• **Page excerpt**
%%

Changes in business are continuous and happening at an enormous speed. The fundamental purpose of business process re-engineering is to help organizations change their infrastructure to win the competition and succeed in today’s business environment.

When clients are considering platforms and SAAS implementations, such as Salesforce, they are mostly looking to solve three main challenges:

  1. Building efficient business processes that will outperform the competition and are easy to scale within an organization.
  2. Choosing and implementing the best and ready-to-use IT platform or building a solution that covers key business needs for automation and digitalization.
  3. Ensuring the fast and safe integration of a new platform or solution with already existing enterprise architecture.

The first challenge stated above is fundamental and requires a holistic approach — considering the organization's marketing strategy, planned innovations, business scaling opportunities, and shareholders' plans and ambitions. Let's discuss the potential first steps required to start your business process improvement journey.

Business Improvement

Key Steps to Business Processes Improvement

1.Investigate

Investigate your company's current P&L statement to understand key cost groups, customer segments, and channels that drive most sales. Such trend visibility helps to identify the pain points and areas for improvement. For example, the production or advertising cost is growing faster than sales.

2. Analyze

Analyze which processes are lagging and are your biggest pain points. Next, pay attention to the processes directly involved in receiving the money to the company's accounts (which you can't outsource, even theoretically). For most companies, these are sales and marketing, procurement, production, and services delivery.

3. Assume

Evaluate the company's profit and loss account to make assumptions. For example, how much would it increase your bottom line if you could theoretically improve one process? Financial modeling and business case preparation can help prioritize potential improvements.

4. Prioritize

Prioritize the scope of potential project improvements and choose the ones that provide maximum theoretical increase/decrease for your P&L. The management team can also consider how fast the improvement can be delivered and which resources will be needed. Most likely, top #1 will be sales and marketing processes, #2 purchases, and #3 group of processes for hiring and managing employee performance (for companies that have a high share of payroll in their cost structure). That's why most modern digital automation platforms start with CRM systems, helping businesses build an effective automated sales funnel.

5. Postpone

At the same time, identify processes that will not have a visible effect on P&L. Usually, these are development and research, document flow, administrative processes, often legal/compliance, and support infrastructure. Finally, postpone and de-prioritize processes that are important for strategy implementation but which have a weak potential for profit growth.

%%

• **To do**
1) In the business process passage, turn the paragraph that starts "Prioritize the scope of potential project improvements" into a short bulleted list that keeps its main facts.
2) Write the next part of the business process passage, picking up after its last sentence.
The rows after this passage are separate material and have nothing to do with it.

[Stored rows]
%%

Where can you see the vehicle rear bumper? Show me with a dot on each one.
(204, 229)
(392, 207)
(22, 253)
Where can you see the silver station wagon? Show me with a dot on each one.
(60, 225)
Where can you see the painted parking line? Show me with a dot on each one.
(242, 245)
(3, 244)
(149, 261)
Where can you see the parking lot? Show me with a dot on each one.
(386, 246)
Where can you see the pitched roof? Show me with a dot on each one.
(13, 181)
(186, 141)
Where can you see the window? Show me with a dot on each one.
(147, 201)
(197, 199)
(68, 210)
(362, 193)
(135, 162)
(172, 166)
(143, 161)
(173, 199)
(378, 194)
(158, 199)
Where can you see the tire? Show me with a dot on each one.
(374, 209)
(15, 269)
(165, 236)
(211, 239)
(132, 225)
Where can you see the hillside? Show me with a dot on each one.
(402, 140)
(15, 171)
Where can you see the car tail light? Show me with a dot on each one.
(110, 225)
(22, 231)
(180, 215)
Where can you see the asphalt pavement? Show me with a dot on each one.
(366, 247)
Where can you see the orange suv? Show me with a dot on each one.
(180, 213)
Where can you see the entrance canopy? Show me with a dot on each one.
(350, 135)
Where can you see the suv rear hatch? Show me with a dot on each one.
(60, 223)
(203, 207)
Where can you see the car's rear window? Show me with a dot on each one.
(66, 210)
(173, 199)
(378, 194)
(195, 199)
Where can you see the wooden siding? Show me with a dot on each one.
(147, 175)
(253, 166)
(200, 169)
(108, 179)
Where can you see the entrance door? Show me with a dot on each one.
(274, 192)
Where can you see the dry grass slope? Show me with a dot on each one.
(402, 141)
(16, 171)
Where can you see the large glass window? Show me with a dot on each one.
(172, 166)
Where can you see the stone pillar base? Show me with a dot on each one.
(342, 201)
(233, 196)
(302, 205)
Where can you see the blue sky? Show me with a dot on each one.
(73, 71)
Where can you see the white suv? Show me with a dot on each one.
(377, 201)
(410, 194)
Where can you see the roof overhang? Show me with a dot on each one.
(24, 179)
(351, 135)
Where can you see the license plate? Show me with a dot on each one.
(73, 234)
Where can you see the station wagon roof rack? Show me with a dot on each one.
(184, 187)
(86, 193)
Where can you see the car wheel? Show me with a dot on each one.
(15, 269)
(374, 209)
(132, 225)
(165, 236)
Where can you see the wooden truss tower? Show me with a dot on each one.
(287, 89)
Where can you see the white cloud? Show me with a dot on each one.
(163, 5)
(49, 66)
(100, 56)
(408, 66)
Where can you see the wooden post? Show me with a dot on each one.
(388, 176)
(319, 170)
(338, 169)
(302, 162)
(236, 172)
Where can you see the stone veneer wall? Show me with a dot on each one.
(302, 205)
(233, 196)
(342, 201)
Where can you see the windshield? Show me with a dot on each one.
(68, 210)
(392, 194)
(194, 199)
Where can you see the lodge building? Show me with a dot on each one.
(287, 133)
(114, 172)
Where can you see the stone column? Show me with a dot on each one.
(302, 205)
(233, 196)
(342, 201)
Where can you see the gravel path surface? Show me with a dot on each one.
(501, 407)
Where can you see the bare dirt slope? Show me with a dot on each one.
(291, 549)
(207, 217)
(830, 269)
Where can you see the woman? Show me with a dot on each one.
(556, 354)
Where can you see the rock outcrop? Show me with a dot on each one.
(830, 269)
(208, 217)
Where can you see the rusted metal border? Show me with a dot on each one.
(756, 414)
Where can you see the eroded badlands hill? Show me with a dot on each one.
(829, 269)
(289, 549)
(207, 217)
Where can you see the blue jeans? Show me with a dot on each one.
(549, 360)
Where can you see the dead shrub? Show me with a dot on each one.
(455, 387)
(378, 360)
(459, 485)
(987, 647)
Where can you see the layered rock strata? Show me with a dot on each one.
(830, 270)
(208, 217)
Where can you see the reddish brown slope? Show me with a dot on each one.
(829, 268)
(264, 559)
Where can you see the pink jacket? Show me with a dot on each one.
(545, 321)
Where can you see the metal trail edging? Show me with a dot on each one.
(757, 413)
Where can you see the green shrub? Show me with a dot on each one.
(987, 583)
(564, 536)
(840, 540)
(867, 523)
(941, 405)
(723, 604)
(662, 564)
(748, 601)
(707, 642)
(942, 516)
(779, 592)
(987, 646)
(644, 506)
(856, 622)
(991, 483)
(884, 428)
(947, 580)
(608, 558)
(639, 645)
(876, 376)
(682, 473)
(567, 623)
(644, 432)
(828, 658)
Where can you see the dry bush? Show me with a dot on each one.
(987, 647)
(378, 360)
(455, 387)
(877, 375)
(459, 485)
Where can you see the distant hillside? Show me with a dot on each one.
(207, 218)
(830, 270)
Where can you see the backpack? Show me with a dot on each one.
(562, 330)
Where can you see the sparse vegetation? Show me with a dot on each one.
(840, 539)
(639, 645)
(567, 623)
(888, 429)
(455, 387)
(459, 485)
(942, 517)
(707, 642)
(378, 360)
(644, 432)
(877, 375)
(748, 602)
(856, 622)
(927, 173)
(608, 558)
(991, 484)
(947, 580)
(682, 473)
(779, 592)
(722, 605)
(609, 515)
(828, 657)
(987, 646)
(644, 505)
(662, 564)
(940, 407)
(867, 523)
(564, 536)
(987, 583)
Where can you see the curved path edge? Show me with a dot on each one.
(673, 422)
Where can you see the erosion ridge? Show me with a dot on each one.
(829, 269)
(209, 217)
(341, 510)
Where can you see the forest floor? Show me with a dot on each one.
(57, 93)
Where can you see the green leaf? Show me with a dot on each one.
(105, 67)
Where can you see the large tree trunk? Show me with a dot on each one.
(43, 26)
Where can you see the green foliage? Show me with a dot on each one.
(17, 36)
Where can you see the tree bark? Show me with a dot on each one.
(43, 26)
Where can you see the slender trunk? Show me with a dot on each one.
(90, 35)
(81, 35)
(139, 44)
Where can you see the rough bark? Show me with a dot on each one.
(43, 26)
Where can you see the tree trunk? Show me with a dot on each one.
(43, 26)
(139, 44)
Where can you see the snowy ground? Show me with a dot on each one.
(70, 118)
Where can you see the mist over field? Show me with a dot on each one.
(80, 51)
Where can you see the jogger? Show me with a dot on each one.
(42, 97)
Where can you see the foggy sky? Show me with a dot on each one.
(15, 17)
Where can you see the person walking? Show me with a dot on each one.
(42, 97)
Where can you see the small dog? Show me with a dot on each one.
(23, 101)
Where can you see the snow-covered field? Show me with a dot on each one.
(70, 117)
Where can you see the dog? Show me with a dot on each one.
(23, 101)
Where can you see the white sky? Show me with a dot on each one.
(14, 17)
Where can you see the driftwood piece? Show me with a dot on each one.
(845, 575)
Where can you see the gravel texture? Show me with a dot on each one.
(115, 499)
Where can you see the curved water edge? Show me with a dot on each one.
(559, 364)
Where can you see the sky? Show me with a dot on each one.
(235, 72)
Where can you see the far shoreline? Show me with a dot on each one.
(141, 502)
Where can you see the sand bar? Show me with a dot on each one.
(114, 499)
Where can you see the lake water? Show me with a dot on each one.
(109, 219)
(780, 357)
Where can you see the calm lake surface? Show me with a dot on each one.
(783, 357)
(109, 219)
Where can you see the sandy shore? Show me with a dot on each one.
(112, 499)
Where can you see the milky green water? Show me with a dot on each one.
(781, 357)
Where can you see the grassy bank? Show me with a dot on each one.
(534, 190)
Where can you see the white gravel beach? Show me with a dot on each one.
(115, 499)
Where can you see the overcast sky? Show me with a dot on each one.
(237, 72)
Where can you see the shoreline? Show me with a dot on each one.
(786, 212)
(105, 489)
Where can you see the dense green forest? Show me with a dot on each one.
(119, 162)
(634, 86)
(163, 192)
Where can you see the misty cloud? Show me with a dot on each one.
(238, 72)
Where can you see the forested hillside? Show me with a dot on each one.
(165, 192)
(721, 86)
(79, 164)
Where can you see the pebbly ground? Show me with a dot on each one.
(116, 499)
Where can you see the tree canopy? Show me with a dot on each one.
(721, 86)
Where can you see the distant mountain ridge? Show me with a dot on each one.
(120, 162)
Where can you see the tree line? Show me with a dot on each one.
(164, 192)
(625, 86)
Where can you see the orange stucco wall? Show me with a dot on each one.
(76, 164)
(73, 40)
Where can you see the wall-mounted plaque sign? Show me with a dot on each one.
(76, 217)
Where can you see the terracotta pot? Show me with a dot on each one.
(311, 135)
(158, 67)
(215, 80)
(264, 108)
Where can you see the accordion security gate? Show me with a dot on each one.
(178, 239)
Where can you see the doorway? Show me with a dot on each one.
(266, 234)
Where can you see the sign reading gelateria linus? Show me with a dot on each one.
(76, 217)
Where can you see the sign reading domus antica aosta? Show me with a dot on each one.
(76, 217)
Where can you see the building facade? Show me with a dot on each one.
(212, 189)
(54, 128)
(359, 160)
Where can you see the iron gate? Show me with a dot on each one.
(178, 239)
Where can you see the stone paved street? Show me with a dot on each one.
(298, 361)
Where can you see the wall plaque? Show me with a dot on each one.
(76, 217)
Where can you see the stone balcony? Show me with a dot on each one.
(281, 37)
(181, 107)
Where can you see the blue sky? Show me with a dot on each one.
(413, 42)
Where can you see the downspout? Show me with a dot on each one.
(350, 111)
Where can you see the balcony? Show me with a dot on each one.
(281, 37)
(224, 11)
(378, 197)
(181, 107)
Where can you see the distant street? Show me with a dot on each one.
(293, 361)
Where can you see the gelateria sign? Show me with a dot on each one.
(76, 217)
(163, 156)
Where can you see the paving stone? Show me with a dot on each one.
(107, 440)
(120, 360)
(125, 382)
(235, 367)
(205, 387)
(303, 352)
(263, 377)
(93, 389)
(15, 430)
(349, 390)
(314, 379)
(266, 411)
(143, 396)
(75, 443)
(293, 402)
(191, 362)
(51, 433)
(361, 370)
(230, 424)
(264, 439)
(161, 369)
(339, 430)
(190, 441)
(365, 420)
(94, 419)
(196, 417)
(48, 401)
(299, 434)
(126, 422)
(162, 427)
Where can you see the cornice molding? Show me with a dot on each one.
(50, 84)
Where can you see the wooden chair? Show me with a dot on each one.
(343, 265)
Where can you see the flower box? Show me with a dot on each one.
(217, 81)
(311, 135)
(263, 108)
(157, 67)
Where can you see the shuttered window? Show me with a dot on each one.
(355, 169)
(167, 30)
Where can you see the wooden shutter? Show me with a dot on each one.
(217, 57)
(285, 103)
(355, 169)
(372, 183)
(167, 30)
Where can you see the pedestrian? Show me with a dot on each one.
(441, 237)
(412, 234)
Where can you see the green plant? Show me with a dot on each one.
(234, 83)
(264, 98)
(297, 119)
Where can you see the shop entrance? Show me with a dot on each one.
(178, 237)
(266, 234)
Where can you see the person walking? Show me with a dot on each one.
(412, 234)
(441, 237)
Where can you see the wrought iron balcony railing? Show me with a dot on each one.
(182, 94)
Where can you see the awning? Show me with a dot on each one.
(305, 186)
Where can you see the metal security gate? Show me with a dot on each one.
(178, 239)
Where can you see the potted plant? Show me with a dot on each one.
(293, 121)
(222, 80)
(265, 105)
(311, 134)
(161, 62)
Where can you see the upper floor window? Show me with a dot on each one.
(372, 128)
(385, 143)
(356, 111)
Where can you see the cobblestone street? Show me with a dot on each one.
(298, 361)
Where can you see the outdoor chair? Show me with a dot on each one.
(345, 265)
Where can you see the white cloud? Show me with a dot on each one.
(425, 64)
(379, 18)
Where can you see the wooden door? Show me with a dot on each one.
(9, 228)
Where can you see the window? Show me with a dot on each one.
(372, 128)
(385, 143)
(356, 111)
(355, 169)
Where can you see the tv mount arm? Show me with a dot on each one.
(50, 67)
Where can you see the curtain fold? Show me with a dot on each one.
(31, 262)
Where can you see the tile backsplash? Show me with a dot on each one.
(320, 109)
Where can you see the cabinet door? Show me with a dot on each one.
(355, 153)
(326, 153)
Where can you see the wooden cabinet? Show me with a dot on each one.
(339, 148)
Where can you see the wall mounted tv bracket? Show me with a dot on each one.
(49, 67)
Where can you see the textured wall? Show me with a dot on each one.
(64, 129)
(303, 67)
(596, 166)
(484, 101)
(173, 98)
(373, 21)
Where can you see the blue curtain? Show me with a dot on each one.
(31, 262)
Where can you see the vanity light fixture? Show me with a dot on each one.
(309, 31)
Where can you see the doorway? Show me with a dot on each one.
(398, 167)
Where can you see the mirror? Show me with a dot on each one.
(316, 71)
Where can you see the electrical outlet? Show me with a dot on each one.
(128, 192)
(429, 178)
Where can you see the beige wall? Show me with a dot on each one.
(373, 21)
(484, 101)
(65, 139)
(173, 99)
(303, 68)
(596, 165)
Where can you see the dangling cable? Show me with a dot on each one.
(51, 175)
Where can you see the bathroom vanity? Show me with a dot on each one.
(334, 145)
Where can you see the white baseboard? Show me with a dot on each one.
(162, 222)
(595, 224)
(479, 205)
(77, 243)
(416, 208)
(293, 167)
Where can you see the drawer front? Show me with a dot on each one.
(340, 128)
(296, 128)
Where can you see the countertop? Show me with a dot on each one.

%%

• **Written answers**
1)
- Pick the improvements that give the biggest theoretical increase or decrease to the P&L.
- Management can also weigh how fast each improvement can be delivered and what resources it will need.
- The likely order of priority is:
  1. Sales and marketing processes
  2. Purchases
  3. Hiring and managing employee performance (for companies with a high share of payroll in their costs)
- This is why most modern digital automation platforms start with CRM systems, which help businesses build an effective automated sales funnel.

2)
6. Describe AS-IS

Once the top three to five priority processes are identified, the management team must decide how to describe and visualize them AS-IS. The most flexible, time-efficient, and inexpensive modern approach is using Businesses Process Management (BPM) technologies, BPMN notations, and special programs for describing and modeling processes (most of these are free in their basic version). This process usually involves a senior leader and a business analyst (or other functional BPO specialists). If your staff has limited experience working with BPMN notations—pay attention to less complex tools such as the RACI matrix and the SIPOC approach.

7. Estimate

After you've described each top priority process AS-IS, you need to roughly estimate how much each stage/step will cost you. This will help you evaluate options for restructuring the process while removing some elements/stages based on the estimated numbers. This way, you can roughly calculate process costs and effectiveness and see if there is a potential for process re-engineering and cost reduction.

9. Use Proper Frameworks

The lean approach is perfect for systematic process optimization and waste reduction. Consider design thinking and service design approaches if you need to rebuild service processes or significantly increase client focus. Or use common sense and approach each stage with the WHY question—to determine the importance of each action and understand if there are ways to do it more efficiently.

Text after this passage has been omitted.